**WRITTEN TASKS**
(A) According to the turtle island list, why does the island turtle in Naruto make a very good hiding place? Answer in one to three sentences.
(B) Transcribe the turtle island list from "If Earth is" up to and including "only a hatchling.".
(C) For each statement, state whether it agrees with the turtle island list, answering yes or no and quoting the deciding words: (i) In Aladdin and the King of Thieves, the MacGuffin sits on a turtle island called "The Vanishing Isle." (ii) Ebonwumon from Digimon Tamers has three heads. (iii) In The Neverending Story, the giant turtle Morla lives in the Swamps of Sadness.

Start of QUOTED PASSAGE

A subtrope of That's No Moon.

If Earth is one of these, there's a good chance it's Turtles All the Way Down.

Examples of turtle islands include:

Anime and Manga

  • In Naruto, Naruto and Killer Bee hide and train on an island turtle (which has long since been guarded by the Cloud Village), which is a very good place to hide because they can get it to move if they need to. And apparently it's not a summon, unlike the usual giant beasts seen. Gai's personal summon is shocked by the size of one of the turtles who promptly informs him it's only a hatchling.
  • El Doradimon from Digimon Savers is one of these.
    • Digimon Tamers has Ebonwumon (aka Xuanwumon). He's got two heads that speak independently. And is a god. And is freakin' awesome.
    • Digimon Xros Wars gives us KingWhamon, who carries the Island Zone on his head.
  • One of the One Piece movies is set on one.
    • There's also a goldfish large enough it's poop is mistaken for islands.
    • One also appears at the start of the series twelfth opening.
  • An three part episode of Detective Conan takes place in a turtle shaped island around Okinawa.
  • Genbu is a Spirit King who occasionally tromps around a nearby continent and is covered in ogres. He's also a Grumpy Old Man.

Comic Books

  • The Authority: Infinite City, the place where all the Jenny incarnations that have passed are placed, is a city on the back of a giant turtle.
  • In the Lanfeust comic book series, the Magohamoth isn't exactly a turtle, and it's intelligent and speaks to people telepathically, but it fits this trope otherwise. The protagonists follow its trail to an island off the coast of a river delta, and after some bizarre hallucinations we get a Distant Reaction Shot, and the entire island is what they were looking for. Below the waterline it looks sort of like a manatee. With a volcano on its back.

Film - Animated

  • In Aladdin and the King of Thieves, the MacGuffin is on one of these, called "The Vanishing Isle".

Film - Live-Action

  • Happens in the first of the 1990s Gamera movies.
  • In the 1984 fantasy classic, The Neverending Story, there is a giant turtle Morla who lives in the Swamps of Sadness.

End of QUOTED PASSAGE
Start of DATA BLOCK

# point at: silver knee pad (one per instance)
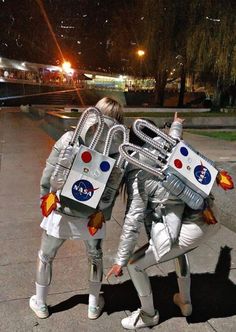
(44, 269)
(182, 266)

End of DATA BLOCK

**SOLUTION SET**
(A) The island turtle is a very good place to hide because Naruto and Killer Bee can get it to move if they need to.

(B)
If Earth is one of these, there's a good chance it's Turtles All the Way Down.

Examples of turtle islands include:

Anime and Manga

  • In Naruto, Naruto and Killer Bee hide and train on an island turtle (which has long since been guarded by the Cloud Village), which is a very good place to hide because they can get it to move if they need to. And apparently it's not a summon, unlike the usual giant beasts seen. Gai's personal summon is shocked by the size of one of the turtles who promptly informs him it's only a hatchling.

(C)
(i) Yes: "the MacGuffin is on one of these, called "The Vanishing Isle"."
(ii) No: "He's got two heads that speak independently."
(iii) Yes: "there is a giant turtle Morla who lives in the Swamps of Sadness."